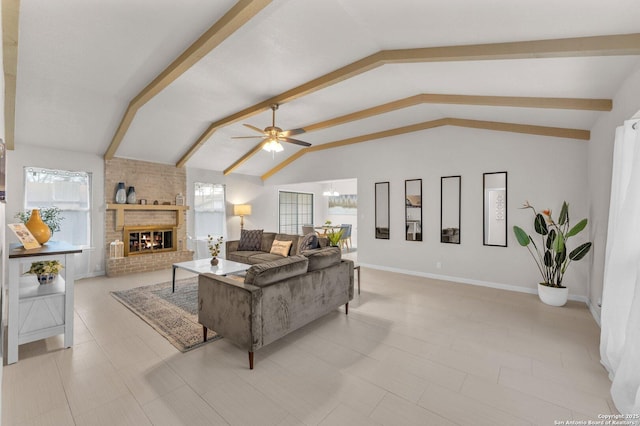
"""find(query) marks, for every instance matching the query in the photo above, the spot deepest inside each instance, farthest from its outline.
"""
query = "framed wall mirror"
(382, 210)
(494, 211)
(413, 209)
(450, 209)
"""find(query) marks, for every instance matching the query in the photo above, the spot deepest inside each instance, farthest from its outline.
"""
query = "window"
(70, 192)
(296, 209)
(209, 210)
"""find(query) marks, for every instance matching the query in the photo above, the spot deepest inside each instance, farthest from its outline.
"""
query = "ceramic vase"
(46, 278)
(131, 195)
(38, 228)
(121, 194)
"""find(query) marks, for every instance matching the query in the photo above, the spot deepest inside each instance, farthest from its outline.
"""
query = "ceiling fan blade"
(292, 132)
(247, 137)
(296, 141)
(253, 128)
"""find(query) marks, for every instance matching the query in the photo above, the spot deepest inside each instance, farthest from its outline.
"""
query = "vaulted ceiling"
(173, 81)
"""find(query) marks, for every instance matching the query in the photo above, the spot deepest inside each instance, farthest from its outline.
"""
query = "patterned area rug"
(173, 315)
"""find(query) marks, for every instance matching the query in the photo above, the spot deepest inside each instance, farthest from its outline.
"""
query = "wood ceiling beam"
(504, 101)
(512, 101)
(10, 23)
(621, 44)
(235, 18)
(558, 132)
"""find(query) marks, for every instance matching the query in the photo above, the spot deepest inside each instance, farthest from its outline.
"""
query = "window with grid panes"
(296, 209)
(70, 191)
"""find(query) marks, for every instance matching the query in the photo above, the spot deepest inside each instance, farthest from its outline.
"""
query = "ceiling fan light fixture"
(273, 145)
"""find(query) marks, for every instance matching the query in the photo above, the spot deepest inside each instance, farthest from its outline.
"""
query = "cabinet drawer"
(41, 313)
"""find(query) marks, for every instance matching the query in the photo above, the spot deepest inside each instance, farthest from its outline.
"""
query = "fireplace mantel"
(121, 208)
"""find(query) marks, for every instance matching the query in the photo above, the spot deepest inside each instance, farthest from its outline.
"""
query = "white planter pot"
(553, 296)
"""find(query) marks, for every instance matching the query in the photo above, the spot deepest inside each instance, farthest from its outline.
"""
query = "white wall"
(543, 170)
(91, 262)
(626, 103)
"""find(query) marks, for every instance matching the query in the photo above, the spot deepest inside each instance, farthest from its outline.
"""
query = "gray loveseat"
(253, 257)
(275, 298)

■ ■ ■ ■ ■ ■ ■

Assignment:
The copy must match the listing above exactly, except that it holds no pictures.

Solution for this exercise:
"""find(query) marks, for every instance matching the query in the photo above, the spot deepest inside each instance, farthest from its outline.
"""
query = "framed wall mirror"
(382, 210)
(494, 211)
(413, 209)
(450, 209)
"""find(query) marks, for every instance matching the query in the photo above, the spot deepest inside each instance, farthest from its outline.
"""
query = "window"
(70, 192)
(296, 209)
(209, 210)
"""find(query) marks, for every instance matching the query in the photo above, the spot deepest inside each instance, farthest from its outline.
"""
query = "ceramic vase"
(46, 278)
(131, 195)
(38, 228)
(121, 194)
"""find(query) marks, for every instance matching the query in the photo above, the spot deepest inside each instance, farthest from its outline.
"""
query = "ceiling fan blade"
(292, 132)
(247, 137)
(296, 141)
(253, 128)
"""find(query) marks, for every instance matching the query in the photo above, the spot deepest inside each instance, farthest from its outline.
"""
query = "vaulted ceiling"
(173, 81)
"""find(query) marks, for every instance matching the query in the photo above, the spot deepest inside each instance, farthest from its outline.
"""
query = "patterned area rug"
(173, 315)
"""find(query) marks, for every instance matching the query in the photo above, the spot deepest inside each instance, farthest from its outline.
"""
query = "wood ceiling beam"
(504, 101)
(512, 101)
(10, 23)
(621, 44)
(235, 18)
(558, 132)
"""find(query) marks, for every instance matching the query in the photo above, the spot deepest inside each instance, farthest from its outline.
"""
query = "window with grid panes"
(296, 209)
(70, 191)
"""find(query) marks, for every instance matching the query in the photo above, the spot deepest inside each instance, farthest from its outline.
"""
query = "ceiling fan light fixture"
(273, 145)
"""find(query) marks, for every instance matching the query in the photo above, the spot deepest inside each instance, farthest from its outline.
"""
query = "cabinet drawer"
(41, 313)
"""find(query) marks, for every instance matching the query in the photo above, the spot deepest inside each instance, farthest from its outline.
"""
query = "fireplace mantel"
(121, 208)
"""find(query) marks, for every instance matching the query in the photo above, the spot deepest inside each instance, farthest from its outline.
"""
query = "white planter pot"
(553, 296)
"""find(query) marks, for every instance matching the query in the photo above, the spot deepest inside each instance, farthest from its outline.
"""
query = "white wall"
(543, 170)
(91, 262)
(626, 103)
"""find(query) marks, for every instance matching the query in the photo above, the spot deepest inside each instance, farthest from its outline.
"""
query = "gray loveseat"
(253, 257)
(275, 298)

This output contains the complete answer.